_Excerpt provided_
*** Begin section ***
Non-reformist reformist (1996)

Book Review from the December 1996 issue of the Socialist Standard

The Economics of the Madhouse by Chris Harman (Bookmarks, £3.50).

This is a well-rounded and generally well-written criticism of the modern capitalist economy and the economists who are paid to defend it. It deals with exploitation, economic crises, globalisation and many other issues of interest in a manner socialists are likely to generally agree with. As might be expected from the leading economic theoretician of the SWP, there are the usual nods in the direction of the Permanent Arms Economy as an explanation for the post-war boom and towards the allegedly socialist nature of the Russian Bolshevik coup d'etat, but these are only fleeting references and therefore only appear as minor irritants.
*** End section ***
_Given data_
*** Begin section ***
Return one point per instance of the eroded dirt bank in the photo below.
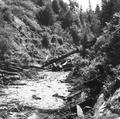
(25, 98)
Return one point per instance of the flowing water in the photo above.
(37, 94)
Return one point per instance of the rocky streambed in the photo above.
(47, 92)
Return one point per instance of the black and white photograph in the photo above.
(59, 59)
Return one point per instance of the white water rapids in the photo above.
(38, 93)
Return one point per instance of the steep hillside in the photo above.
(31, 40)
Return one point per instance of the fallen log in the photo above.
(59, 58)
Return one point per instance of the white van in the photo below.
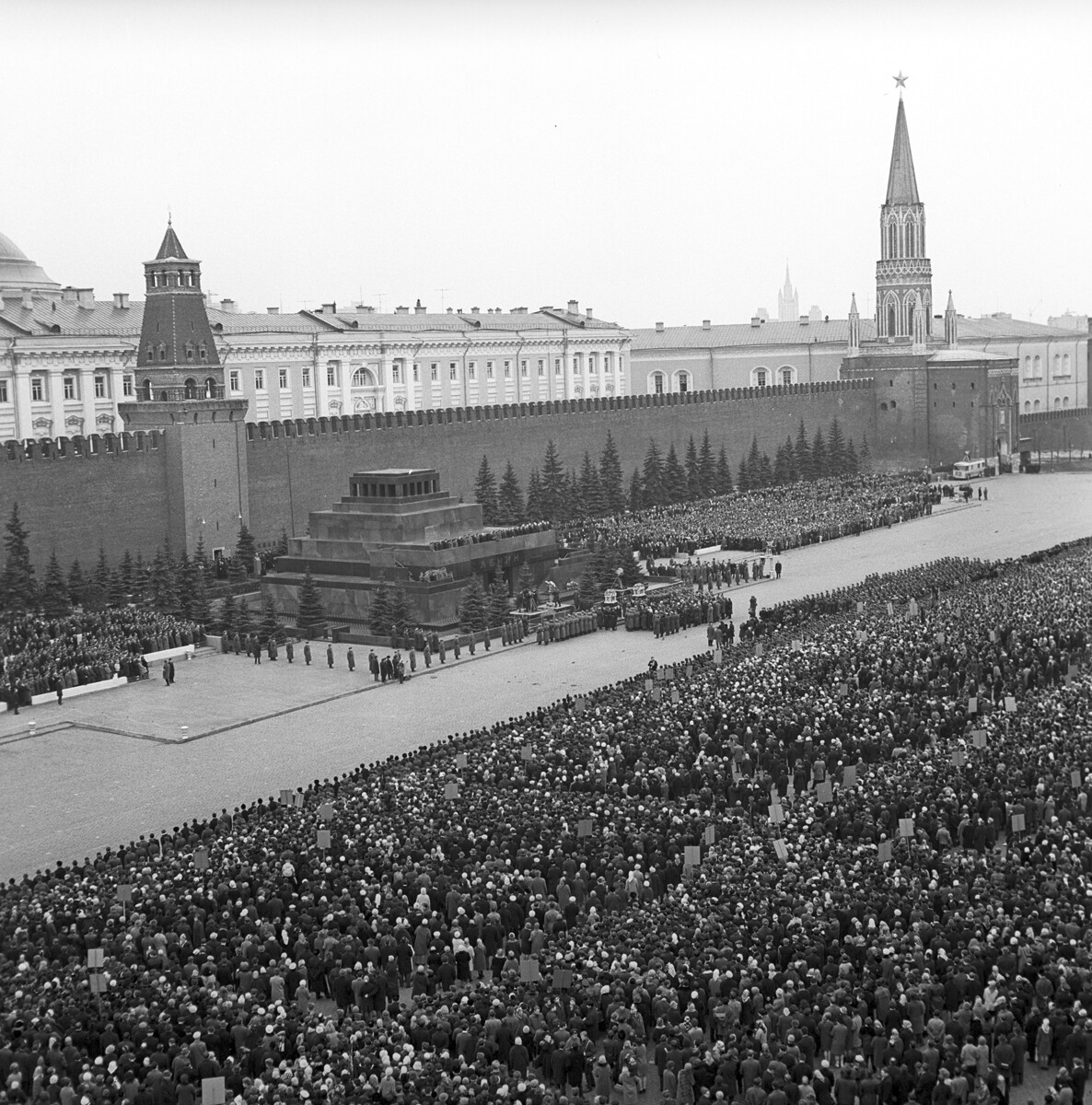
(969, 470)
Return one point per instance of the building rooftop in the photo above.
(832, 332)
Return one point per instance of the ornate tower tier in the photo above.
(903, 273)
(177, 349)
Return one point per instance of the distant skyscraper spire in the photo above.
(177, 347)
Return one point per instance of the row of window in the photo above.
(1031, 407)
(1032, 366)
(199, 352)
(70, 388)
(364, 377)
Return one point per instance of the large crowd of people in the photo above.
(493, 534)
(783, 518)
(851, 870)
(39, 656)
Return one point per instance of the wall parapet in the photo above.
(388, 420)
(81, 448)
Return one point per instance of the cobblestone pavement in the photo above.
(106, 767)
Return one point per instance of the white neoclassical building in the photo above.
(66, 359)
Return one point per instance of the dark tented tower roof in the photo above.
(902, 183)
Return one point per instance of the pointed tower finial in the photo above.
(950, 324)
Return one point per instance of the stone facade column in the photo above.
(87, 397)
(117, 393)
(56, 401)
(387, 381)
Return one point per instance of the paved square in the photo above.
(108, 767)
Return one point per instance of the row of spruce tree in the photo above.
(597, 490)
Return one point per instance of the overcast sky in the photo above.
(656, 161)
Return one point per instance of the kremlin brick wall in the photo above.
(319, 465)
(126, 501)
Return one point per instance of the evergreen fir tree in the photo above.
*** End section ***
_Work to complete_
A. Copy the book review word for word, from "Non-reformist reformist (1996)" to "as minor irritants.".
B. Resume the book review of The Economics of the Madhouse, picking up after its last sentence.

_Written responses_
A.
Non-reformist reformist (1996)

Book Review from the December 1996 issue of the Socialist Standard

The Economics of the Madhouse by Chris Harman (Bookmarks, £3.50).

This is a well-rounded and generally well-written criticism of the modern capitalist economy and the economists who are paid to defend it. It deals with exploitation, economic crises, globalisation and many other issues of interest in a manner socialists are likely to generally agree with. As might be expected from the leading economic theoretician of the SWP, there are the usual nods in the direction of the Permanent Arms Economy as an explanation for the post-war boom and towards the allegedly socialist nature of the Russian Bolshevik coup d'etat, but these are only fleeting references and therefore only appear as minor irritants.

B.
Harman's criticism of contemporary reformism echoes much of ours, in particular his claim that today's Labour Party does not offer unlimited beneficent reforms of the system so much as "reformism without reforms". Above all, Harman makes plain that far from the Labour Party having changed the market economy, it is the market economy that has changed Labour. Now Labour doesn't even pretend to be the party of the working class and offers little if anything distinct from the Conservatives.

Given Harman's eloquent description of the failure of capitalism across the planet, readers could be forgiven for thinking he is an advocate of common ownership and production solely for use as the solution to the problems created by the market. Far from it, Harman is actually more graphic than most SWP'ers in his claim that the answer to the "economics of the madhouse" is, er . . .  more economics of the madhouse. Viz:
"The day after the socialist revolution, as the day before, the great mass of people would go to work in factories and offices, and would be paid in money for what they did . . . It will in fact take many decades for people to learn to control consciously very many of the mass of productive processes that take place in a modern society, and in the interim they will have little choice but to put up with the old market mechanisms" (pp.103-4).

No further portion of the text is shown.